2.2. Phylogenetic and Genomic Distribution and Organization Analysis of PP2C Gene Family
To study the phylogenetic relationship of the PP2C genes among cotton plants (G. arboreum, G. barbadense, G. hirsutum, and G. raimondii), a maximum likelihood (ML) tree was constructed with Arabidopsis using MEGA 7.0. The phylogenetic tree revealed that the PP2C genes can be further divided into 12 subgroups, as previously reported [26,27] (Supplementary Figures S1–S3). Moreover, 181 GhPP2C genes were clustered into 12 subgroups (A–L) with Arabidopsis. In the phylogenetic tree, subgroup D had the most members of the PP2C genes (38), followed by subgroup E (27), and the least number of PP2C genes was observed in subgroup L, having 4 GhPP2C genes (Figure 1 and Figure 2a). Moreover, we also analyzed the conserved motifs and gene structure based on phylogenetic relationships to provide insight into the structural features of the PP2C members in G. hirsutum. For GhPP2C proteins, 10 conserved motifs were acquired with the help of MEME. The majority of the PP2C family contained motifs 7 and 2, except a few genes showed motifs 3 and 4. This indicates that all the identified PP2C genes have typical family features and the proteins classified into the same subgroup share similar amino acid sequences (Figure 2b). Alongside, their logos were obtained by online MEME server. A total of 10 types of consensus motifs were obtained in all of the GhPP2C proteins and their distribution patterns are presented in Supplementary Figure S4. To better understand the gene structure of PP2C genes in cotton, exon-intron organizations of these genes were also tested (Figure 2c) [26], and most of the subgroups contained 1-10 introns. These results specify that PP2C genes in the same subgroup show more or less similar exon-intron organization.
Figure 1
Phylogenetic relationship of PP2C genes between G. hirsutum and A. thaliana. The phylogenetic tree was constructed by MEGA 7 using the Maximum Likelihood Method (1000 bootstrap). Genes of protein phosphatase (PP2C) from different subgroups are marked with various color.
Figure 2
(a) (b) and (c). Phylogenetic relationships, gene structure, the exon-intron, and upstream/downstream region are represented, respectively. The phylogenetic tree was constructed by MEGA 7 using the Maximum Likelihood Method (1000 bootstrap). At the bottom of the figure, the relative position is proportionally displayed based on the kilobase scale.

| Exercise instructions |
1 > Which cotton species does the passage on the cotton PP2C gene family name in its phylogenetic comparison?
2 > Continue the passage on the cotton PP2C gene family from the point where it stops.
The material after this point comes from a separate source.

| Provided data |
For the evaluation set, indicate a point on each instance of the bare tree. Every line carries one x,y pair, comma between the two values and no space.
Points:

| Answers provided |
1 > G. arboreum, G. barbadense, G. hirsutum, and G. raimondii

2 >
2.3. Chromosomal Localization and Syntenic Relationships of PP2C Gene Family
The chromosomal localization of A and D genomes of G. hirsutum was analyzed using Tbtools software. A total of 89 GhPP2C genes were allocated in D genome (D01–D13) ranging from 2–14 genes per chromosome and only 2 genes were found on the scaffold. Moreover, every chromosome showed variation in a number of genes, such as D04 exhibited the highest number of GhPP2C genes (14), followed by 12 genes in D02, and the least number of genes (2) were recorded for D07 (Figure 3). On the other hand, we also demonstrated the chromosomal localization for A genome (A01–A12). A total of 79 genes were found ranging from 2–15 per chromosomes and 9 of them were located on the scaffold. The highest number of genes was found on A05 (15), followed by A11 (8), and the least number of PP2C genes (2) were found on A13 (Figure 4). These findings suggested that GhPP2C were allocated unevenly to different chromosomal locations.
Figure 3
Chromosomal locations of the PP2C D genome of cotton were obtained from the Generic File Format (GFF) file and displayed using TBtools software. The red line indicates the collinear relationship for different chromosomes.
Figure 4
Chromosomal locations of PP2C A genome of cotton were obtained from the GFF file and displayed using TBtools software. The red line indicates the collinear relationship for different chromosomes.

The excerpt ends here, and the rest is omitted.